-------- Bloc de texte --------

M. André Chassaigne. Bien au contraire, ce projet affiche une volonté affirmée de réduction de la dépense publique à tous les niveaux.
Mme Marylise Lebranchu, ministre. Non !
M. André Chassaigne. Il répond en cela aux injonctions de la commission européenne, dans le droit fil de la stratégie de Lisbonne, de la charte européenne, du livre blanc de la gouvernance et du traité européen de stabilité que François Hollande avait promis de renégocier.
M. Gérald Darmanin. Il ne l’a pas fait !
M. André Chassaigne. Le fil rouge…
M. Michel Piron. Vous avez dit « rouge » ! (Sourires.)
M. André Chassaigne. …de ces différentes injonctions, c’est en effet de favoriser les fusions entre collectivités afin de réduire considérablement leur nombre, ce qui représente la solution la plus simple pour comprimer le volume des budgets et des emplois publics. Ainsi le Danemark a-t-il porté le nombre de ses communes de 1 388 à 98 seulement. La même logique a prévalu aussi brutalement au Portugal, en Suède, en Grande-Bretagne et en Grèce. Ces pays vont-ils mieux ? Sont-ils renforcés contre la crise ?
En ce qui nous concerne, nos 36000 communes représentent un maillage serré construit sur un principe de liberté et de présence républicaine sur tout le territoire. Il est fertile aux coopérations et projets communs, comme l’histoire récente de la décentralisation l’a montré. Mais c’est un obstacle pour le libéralisme.
Permettez-moi de citer les conclusions récentes du Conseil de l’Union européenne, reprenant les recommandations de la Commission présidée par José Manuel Barroso : « Compte tenu du niveau élevé de la dette, qui continue d’augmenter, et du nouveau report du délai de correction du déficit excessif [à 2015], il est particulièrement important que le budget 2013 soit rigoureusement exécuté et que des efforts d’assainissement substantiels soient résolument poursuivis les années suivantes. Il est impératif notamment que les dépenses publiques de la France croissent beaucoup moins vite que le PIB potentiel, dans la mesure où les améliorations du déficit structurel ont jusqu’à présent reposé principalement sur les recettes. À cet égard, l’examen en cours des dépenses publiques (« Modernisation de l’action publique ») qui concerne non seulement l’administration centrale mais aussi les administrations des collectivités locales et de la sécurité sociale, devrait indiquer comment améliorer encore l’efficacité des dépenses publiques. Il est également possible de rationaliser davantage les différents niveaux et compétences administratifs afin d’accroître encore les synergies, les gains d’efficacité et les économies. La nouvelle loi de décentralisation prévue devrait traiter cette question ». Je n’invente rien ; il s’agit des recommandations de la Commission européenne présidée par M. Barroso. Nous y voilà.
M. Alexis Bachelay. C’est un complot européiste !
M. André Chassaigne. Cher collègue, j’ignore votre nom,…
M. Gérald Darmanin. C’est l’un de vos camarades !
M. André Chassaigne. …en parlant de complot,…
M. Alexis Bachelay. Européiste !

-------- Liste --------

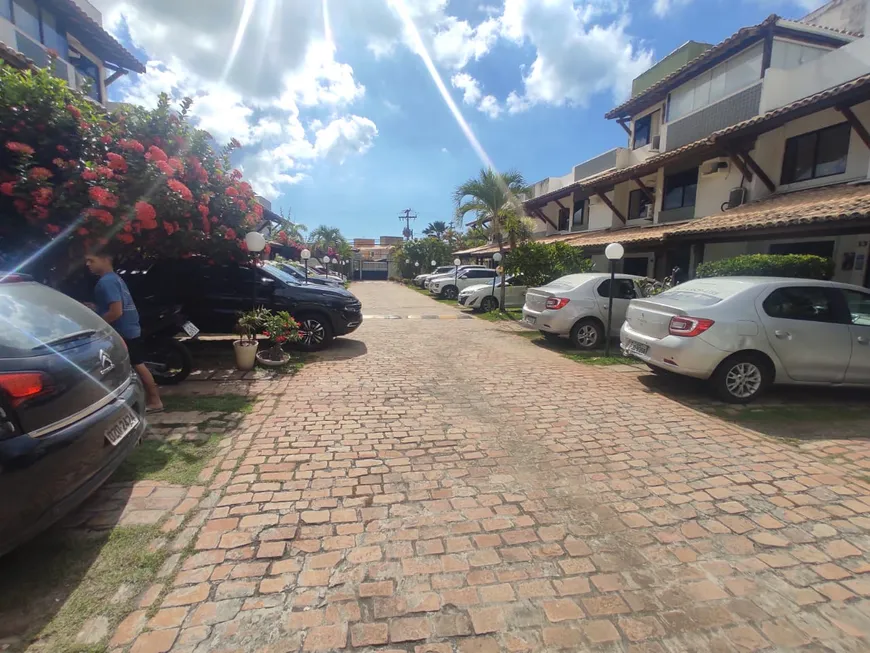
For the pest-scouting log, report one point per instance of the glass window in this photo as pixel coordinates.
(859, 307)
(680, 189)
(817, 154)
(808, 303)
(25, 15)
(638, 205)
(642, 131)
(52, 36)
(624, 289)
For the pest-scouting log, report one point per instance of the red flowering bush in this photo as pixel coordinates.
(145, 180)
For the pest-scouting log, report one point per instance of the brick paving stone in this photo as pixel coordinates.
(392, 495)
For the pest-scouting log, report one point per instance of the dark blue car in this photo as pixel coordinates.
(71, 408)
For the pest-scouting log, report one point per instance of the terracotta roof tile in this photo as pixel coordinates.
(831, 203)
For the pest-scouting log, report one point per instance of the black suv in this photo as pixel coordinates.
(212, 297)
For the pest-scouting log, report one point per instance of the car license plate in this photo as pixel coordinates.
(190, 329)
(122, 427)
(636, 348)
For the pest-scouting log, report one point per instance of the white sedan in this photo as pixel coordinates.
(485, 297)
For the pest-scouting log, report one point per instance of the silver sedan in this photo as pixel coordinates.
(745, 333)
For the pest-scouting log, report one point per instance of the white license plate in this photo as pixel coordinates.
(636, 348)
(121, 428)
(190, 329)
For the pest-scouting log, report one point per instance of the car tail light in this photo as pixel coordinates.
(555, 303)
(688, 327)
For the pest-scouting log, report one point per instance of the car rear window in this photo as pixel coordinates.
(701, 293)
(32, 314)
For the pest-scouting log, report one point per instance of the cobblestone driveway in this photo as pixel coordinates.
(435, 485)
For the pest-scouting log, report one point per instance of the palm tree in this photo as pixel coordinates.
(492, 197)
(437, 229)
(325, 238)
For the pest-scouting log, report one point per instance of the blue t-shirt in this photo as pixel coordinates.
(110, 289)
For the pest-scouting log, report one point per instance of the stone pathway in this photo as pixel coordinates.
(431, 486)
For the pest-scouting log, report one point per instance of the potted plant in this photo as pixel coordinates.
(279, 329)
(248, 325)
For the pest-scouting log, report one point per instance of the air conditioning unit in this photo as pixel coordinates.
(714, 167)
(737, 197)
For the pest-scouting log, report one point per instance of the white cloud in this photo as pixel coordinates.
(285, 66)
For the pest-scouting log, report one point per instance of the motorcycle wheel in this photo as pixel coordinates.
(169, 361)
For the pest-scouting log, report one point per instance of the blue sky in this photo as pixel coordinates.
(344, 126)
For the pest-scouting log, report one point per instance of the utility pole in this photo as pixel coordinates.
(408, 215)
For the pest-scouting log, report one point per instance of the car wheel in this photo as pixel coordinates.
(742, 378)
(587, 334)
(315, 331)
(488, 304)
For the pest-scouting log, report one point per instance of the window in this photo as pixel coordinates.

--------

• _Consigne_: Énumérez toutes les personnes qui prennent la parole dans l'extrait du débat, dans l'ordre de leur première intervention.

• _Résultat_:
M. André Chassaigne
Mme Marylise Lebranchu
M. Gérald Darmanin
M. Michel Piron
M. Alexis Bachelay